__REQUIREMENT__.
Extract every line of the records below that contains the word "handle", matching case exactly.

Pointing dataset excerpts:
────────────────────

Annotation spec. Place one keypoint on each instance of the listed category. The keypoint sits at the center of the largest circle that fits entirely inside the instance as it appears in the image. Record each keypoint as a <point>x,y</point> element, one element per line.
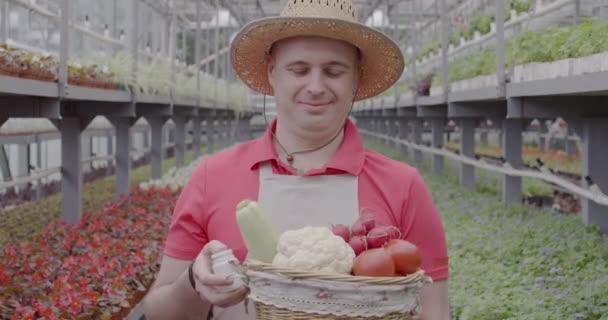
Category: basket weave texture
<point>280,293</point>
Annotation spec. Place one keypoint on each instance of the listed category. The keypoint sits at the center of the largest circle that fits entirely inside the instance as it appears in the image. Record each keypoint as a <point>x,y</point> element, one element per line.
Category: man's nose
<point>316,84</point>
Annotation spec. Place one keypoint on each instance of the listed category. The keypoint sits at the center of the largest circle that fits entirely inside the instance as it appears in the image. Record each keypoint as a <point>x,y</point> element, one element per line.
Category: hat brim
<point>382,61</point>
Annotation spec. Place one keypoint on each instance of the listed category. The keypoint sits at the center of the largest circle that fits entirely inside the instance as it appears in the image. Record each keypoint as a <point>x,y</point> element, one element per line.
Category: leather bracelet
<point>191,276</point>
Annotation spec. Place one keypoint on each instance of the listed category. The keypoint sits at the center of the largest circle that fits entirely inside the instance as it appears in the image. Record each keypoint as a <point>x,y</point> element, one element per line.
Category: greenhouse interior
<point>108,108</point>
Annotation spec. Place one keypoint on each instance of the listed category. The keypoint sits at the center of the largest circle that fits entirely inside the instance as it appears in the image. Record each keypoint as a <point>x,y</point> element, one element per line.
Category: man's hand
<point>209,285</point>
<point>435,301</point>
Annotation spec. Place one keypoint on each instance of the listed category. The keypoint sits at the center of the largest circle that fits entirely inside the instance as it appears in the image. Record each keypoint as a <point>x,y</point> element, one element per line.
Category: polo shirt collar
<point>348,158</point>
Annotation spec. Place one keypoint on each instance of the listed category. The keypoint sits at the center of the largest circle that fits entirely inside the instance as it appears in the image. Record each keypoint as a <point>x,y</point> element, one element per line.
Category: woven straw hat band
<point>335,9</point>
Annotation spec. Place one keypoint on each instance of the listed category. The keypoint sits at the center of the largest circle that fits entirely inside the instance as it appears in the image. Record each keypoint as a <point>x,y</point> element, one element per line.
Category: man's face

────────────────────

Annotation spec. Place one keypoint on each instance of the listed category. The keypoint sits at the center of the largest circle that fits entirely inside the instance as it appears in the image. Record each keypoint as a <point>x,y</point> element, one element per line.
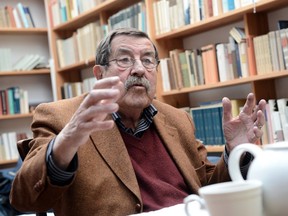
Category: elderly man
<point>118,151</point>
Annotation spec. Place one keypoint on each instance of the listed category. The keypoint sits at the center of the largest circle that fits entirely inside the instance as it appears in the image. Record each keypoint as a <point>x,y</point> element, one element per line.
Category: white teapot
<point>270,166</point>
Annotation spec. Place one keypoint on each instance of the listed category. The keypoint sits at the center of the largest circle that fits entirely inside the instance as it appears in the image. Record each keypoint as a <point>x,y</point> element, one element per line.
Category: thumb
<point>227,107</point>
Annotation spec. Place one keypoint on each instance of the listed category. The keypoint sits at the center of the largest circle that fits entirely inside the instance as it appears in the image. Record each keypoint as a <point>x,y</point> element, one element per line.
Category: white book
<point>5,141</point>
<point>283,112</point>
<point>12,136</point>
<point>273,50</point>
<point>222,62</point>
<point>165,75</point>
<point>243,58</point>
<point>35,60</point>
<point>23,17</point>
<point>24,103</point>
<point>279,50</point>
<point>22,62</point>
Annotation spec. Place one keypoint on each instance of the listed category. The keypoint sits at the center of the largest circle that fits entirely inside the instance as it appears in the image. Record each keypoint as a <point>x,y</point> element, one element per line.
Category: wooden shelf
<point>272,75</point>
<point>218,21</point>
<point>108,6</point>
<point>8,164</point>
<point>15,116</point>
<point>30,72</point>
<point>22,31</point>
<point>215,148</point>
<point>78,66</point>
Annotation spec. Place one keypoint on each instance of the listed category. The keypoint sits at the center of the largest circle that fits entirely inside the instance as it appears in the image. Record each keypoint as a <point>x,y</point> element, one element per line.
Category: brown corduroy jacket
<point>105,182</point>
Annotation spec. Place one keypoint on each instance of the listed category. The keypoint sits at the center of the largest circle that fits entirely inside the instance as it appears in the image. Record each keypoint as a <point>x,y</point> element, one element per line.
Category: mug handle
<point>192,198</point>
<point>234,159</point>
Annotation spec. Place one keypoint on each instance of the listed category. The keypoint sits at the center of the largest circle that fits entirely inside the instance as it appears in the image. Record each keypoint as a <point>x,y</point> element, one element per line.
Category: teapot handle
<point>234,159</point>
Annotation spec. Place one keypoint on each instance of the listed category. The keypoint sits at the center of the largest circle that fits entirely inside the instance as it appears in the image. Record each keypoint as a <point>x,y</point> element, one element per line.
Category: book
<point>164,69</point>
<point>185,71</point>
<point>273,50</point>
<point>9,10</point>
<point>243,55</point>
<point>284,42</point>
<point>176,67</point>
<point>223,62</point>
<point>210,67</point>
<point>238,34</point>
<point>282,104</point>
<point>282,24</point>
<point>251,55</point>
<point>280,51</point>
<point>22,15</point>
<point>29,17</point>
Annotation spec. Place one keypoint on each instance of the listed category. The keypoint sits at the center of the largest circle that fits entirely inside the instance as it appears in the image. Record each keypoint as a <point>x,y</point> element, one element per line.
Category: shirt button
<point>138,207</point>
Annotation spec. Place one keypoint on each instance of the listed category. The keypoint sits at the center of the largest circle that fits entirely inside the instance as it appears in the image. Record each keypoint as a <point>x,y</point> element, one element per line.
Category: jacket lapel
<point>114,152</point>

────────────────────

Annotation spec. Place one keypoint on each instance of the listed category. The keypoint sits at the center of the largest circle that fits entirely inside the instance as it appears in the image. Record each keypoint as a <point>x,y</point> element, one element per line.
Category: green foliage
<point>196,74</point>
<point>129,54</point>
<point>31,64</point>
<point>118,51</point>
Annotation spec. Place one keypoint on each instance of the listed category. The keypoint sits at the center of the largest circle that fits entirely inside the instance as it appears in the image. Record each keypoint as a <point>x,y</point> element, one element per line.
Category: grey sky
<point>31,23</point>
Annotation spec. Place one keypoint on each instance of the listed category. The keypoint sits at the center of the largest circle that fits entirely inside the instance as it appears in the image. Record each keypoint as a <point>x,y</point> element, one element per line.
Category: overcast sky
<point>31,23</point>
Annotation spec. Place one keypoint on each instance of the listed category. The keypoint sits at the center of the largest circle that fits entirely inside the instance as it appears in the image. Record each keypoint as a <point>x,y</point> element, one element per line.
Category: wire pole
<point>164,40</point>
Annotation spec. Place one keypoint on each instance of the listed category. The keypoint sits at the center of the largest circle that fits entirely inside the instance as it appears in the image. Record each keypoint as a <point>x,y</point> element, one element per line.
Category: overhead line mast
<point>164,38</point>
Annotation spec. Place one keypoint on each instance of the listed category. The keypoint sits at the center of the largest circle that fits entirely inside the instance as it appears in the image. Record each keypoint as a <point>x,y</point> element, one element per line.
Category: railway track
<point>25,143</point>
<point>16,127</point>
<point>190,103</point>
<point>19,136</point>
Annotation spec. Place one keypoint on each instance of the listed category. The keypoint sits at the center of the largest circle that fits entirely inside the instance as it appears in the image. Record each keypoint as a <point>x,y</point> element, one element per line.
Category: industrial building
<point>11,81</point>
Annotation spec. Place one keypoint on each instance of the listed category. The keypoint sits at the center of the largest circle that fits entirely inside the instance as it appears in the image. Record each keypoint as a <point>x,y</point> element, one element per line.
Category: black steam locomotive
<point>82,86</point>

────────────────────

__RESPONSE TO THE EXERCISE__.
Category: mug handle
Category: teapot handle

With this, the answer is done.